Render all of the records below as a numbered list with one line per item. Skip blank lines and leave out the pictures.

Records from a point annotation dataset
+-------+

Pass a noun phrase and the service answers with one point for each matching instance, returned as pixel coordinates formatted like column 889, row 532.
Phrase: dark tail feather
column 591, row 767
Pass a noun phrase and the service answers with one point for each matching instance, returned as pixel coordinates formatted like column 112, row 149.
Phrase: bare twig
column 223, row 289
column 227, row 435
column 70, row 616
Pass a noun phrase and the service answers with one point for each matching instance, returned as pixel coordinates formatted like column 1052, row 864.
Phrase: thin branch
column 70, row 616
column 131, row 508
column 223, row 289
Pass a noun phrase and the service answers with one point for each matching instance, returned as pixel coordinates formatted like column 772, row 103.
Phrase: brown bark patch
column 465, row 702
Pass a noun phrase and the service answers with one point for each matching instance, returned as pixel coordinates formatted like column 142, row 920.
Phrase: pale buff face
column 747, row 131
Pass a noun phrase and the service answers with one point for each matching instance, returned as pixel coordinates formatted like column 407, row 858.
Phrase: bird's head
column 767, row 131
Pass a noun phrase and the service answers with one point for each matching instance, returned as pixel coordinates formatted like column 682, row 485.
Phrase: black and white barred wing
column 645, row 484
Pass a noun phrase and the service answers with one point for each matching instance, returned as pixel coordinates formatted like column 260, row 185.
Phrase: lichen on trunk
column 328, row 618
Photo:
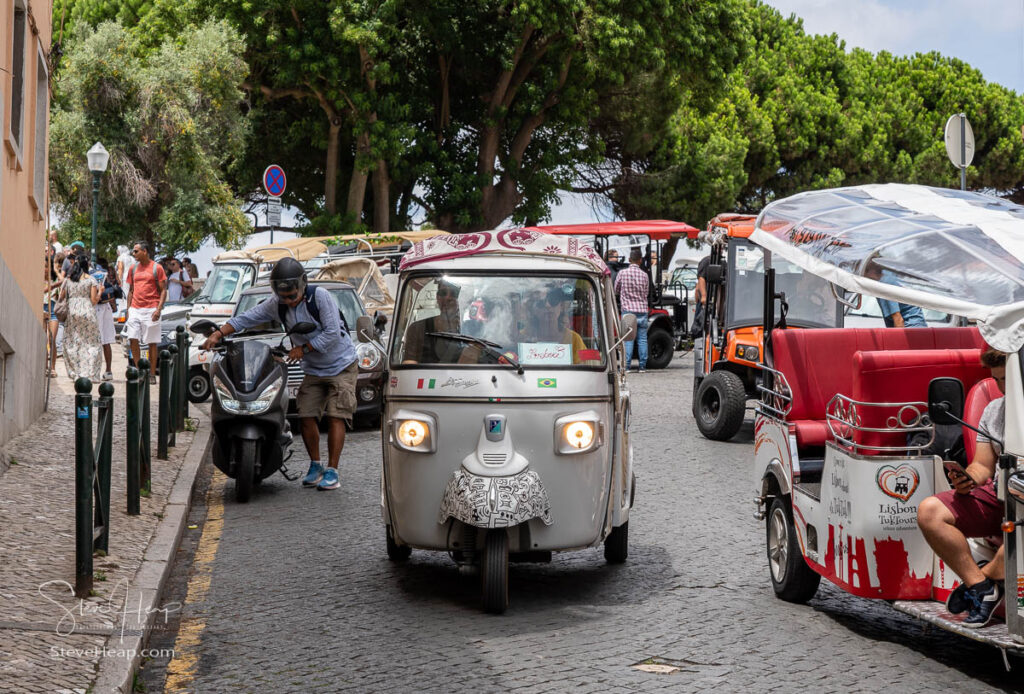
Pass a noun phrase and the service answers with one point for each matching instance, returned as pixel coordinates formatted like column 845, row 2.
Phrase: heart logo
column 898, row 482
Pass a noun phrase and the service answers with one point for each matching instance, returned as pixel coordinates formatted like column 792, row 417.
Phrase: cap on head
column 287, row 276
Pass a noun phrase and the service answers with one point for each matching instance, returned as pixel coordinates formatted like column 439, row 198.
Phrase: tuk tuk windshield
column 809, row 298
column 225, row 283
column 552, row 320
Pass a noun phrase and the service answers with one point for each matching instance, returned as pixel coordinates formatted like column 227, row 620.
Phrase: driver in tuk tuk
column 972, row 510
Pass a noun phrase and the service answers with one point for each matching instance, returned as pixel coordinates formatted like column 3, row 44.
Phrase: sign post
column 960, row 144
column 274, row 183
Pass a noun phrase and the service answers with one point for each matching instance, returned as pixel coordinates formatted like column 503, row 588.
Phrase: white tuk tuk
column 846, row 427
column 506, row 415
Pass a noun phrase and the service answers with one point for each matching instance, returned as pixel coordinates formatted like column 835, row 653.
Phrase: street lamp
column 97, row 157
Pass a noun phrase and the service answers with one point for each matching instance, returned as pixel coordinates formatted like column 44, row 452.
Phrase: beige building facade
column 25, row 44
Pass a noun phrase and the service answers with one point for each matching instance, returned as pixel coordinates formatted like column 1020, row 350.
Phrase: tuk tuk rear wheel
column 495, row 571
column 245, row 466
column 720, row 405
column 616, row 545
column 791, row 577
column 395, row 552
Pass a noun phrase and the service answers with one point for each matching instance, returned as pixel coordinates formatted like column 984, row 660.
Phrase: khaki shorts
column 331, row 395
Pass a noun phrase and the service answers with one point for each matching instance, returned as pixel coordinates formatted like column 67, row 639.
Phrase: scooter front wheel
column 495, row 571
column 245, row 466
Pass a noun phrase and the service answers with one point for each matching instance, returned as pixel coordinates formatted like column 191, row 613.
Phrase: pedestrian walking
column 81, row 345
column 632, row 285
column 146, row 294
column 104, row 311
column 328, row 358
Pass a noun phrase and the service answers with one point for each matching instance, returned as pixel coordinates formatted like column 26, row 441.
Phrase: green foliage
column 170, row 118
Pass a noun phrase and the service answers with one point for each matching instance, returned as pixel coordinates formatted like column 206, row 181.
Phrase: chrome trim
column 844, row 419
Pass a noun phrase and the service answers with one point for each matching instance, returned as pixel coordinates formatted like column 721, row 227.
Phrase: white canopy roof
column 952, row 251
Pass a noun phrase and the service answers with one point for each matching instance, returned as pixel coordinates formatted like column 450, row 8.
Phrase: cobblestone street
column 293, row 592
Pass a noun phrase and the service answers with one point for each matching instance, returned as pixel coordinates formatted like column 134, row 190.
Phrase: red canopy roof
column 657, row 229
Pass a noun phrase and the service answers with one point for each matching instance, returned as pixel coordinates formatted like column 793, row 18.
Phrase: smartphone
column 952, row 466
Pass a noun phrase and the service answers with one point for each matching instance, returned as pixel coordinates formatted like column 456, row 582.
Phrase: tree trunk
column 357, row 185
column 331, row 174
column 382, row 199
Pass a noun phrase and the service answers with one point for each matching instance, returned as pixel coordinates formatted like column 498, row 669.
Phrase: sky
column 986, row 34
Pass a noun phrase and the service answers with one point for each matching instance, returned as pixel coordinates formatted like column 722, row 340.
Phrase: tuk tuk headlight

+-------+

Solved problem:
1. Pass a noun phrase and the service answers with one point for each matching instance, returned as pixel coordinates formatted like column 889, row 532.
2. Phrase: dark tail feather
3. column 591, row 767
4. Pass a noun phrase and the service answers with one point for each matching instance, returned as pixel coordinates formatted like column 112, row 149.
5. Phrase: bare twig
6. column 223, row 289
7. column 227, row 435
8. column 70, row 616
9. Pass a noun phrase and the service answers with one point for each matching instance, returned as pixel coordinates formatted like column 1052, row 864.
10. Phrase: thin branch
11. column 70, row 616
12. column 131, row 508
13. column 223, row 289
14. Pass a noun phrase and the service answers with one point for each matching instance, returned as pixel coordinates formatted like column 772, row 103.
15. Phrase: brown bark patch
16. column 465, row 702
17. Pass a noun phrase and the service answers with one point for each matching instance, returned as pixel coordinates formatted like column 142, row 920.
18. Phrase: pale buff face
19. column 747, row 131
20. Pass a noun phrase and the service answers with one point for each matching instance, returned as pixel coordinates formatted like column 407, row 858.
21. Phrase: bird's head
22. column 767, row 131
23. Pass a noun phrase and the service answers with one point for each matching instance, returned as pixel coordinates formatted like column 682, row 485.
24. Phrase: black and white barred wing
25. column 645, row 484
26. Pass a noun phrase and the service answers with one point for each matching instance, returned as pixel coordinates formatted like column 260, row 185.
27. Phrase: lichen on trunk
28. column 328, row 618
29. Photo:
30. Pass a noun phrase and the service answers with one point for each matching instance, returned as pixel coordinates formatted like column 845, row 2.
31. Phrase: heart logo
32. column 898, row 482
33. Pass a noun phrase and the service answers with one point for each matching instance, returned as pixel coordinates formatted like column 792, row 417.
34. Phrase: cap on head
35. column 287, row 276
36. Pass a noun phrase and the service answers with one point for each matching instance, returned as pixel coordinates formatted like column 439, row 198.
37. Phrase: tuk tuk windshield
38. column 809, row 298
39. column 225, row 283
40. column 552, row 320
41. Pass a noun phrase and the service answers with one point for each matching instance, returned as pixel coordinates formatted like column 227, row 620.
42. Phrase: driver in tuk tuk
43. column 972, row 510
44. Pass a noun phrase and the service answers with one point for each matching instance, returned as pixel coordinates formatted like column 3, row 44.
45. Phrase: sign post
46. column 960, row 144
47. column 274, row 183
48. Pass a noun phrase and the service answers with one point for each matching instance, returned as pixel coordinates formatted like column 503, row 588.
49. Phrase: white tuk tuk
50. column 846, row 427
51. column 506, row 415
52. Pass a noun phrase and the service answers with one point for each matching instance, returned as pixel coordinates formatted like column 835, row 653.
53. Phrase: street lamp
54. column 97, row 157
55. Pass a noun phrase and the service answers with one point for each matching instance, returned as pixel coordinates formatted like column 44, row 452.
56. Phrase: beige building facade
57. column 25, row 44
58. Pass a noun phrase and the service answers with one point for each matching instance, returned as pixel coordinates formatted like column 1020, row 350.
59. Phrase: tuk tuk rear wheel
60. column 495, row 571
61. column 245, row 466
62. column 720, row 405
63. column 616, row 545
64. column 791, row 577
65. column 395, row 552
66. Pass a noun phrase and the service answers with one point for each matching instance, returned as pixel coordinates formatted like column 984, row 660.
67. Phrase: khaki shorts
68. column 331, row 395
69. Pass a noun phrase and the service answers with one point for each matching instance, returned as pixel coordinates formatted like column 67, row 639.
70. Phrase: scooter front wheel
71. column 495, row 571
72. column 245, row 466
73. Pass a noun phrase and the service answers with one point for each matching instance, returned as pixel coordinates formatted like column 191, row 613.
74. Phrase: pedestrian walking
75. column 81, row 345
76. column 632, row 285
77. column 146, row 294
78. column 104, row 311
79. column 328, row 358
80. Pass a noun phrase and the service answers with one point for each matching instance, returned as pixel coordinates formatted like column 26, row 441.
81. Phrase: green foliage
82. column 170, row 118
83. Pass a noun phrase and the service answers with one point for each matching instance, returned as pixel coordinates formatted like column 206, row 181.
84. Phrase: chrome trim
85. column 844, row 419
86. Pass a noun phrase and the service answers with one point for each matching instance, returned as pixel coordinates formatted like column 721, row 227.
87. Phrase: white canopy roof
88. column 952, row 251
89. Pass a noun phrase and the service answers with one point for each matching instance, returned as pixel coordinates formatted like column 450, row 8.
90. Phrase: cobblestone street
91. column 293, row 592
92. Pass a noun phrase and the service answers with one point for each matching instance, returned as pixel coordinates formatted like column 134, row 190.
93. Phrase: red canopy roof
94. column 657, row 229
95. Pass a noun phrase and the service answers with one point for each matching instance, returned as pixel coordinates formatted like column 793, row 18.
96. Phrase: smartphone
97. column 952, row 466
98. Pass a noun phrase and the service answers with one point for each matching instance, returned as pixel coordinates formatted like column 456, row 582.
99. Phrase: tree trunk
100. column 357, row 185
101. column 331, row 174
102. column 382, row 199
103. Pass a noun phrase and the service answers with one point for each matching instance, returned as pixel coordinates formatted like column 498, row 669.
104. Phrase: sky
105. column 986, row 34
106. Pass a noun phrase and the service answers with one point for each matching instance, returned as pixel coordinates formatted like column 722, row 340.
107. Phrase: tuk tuk headlight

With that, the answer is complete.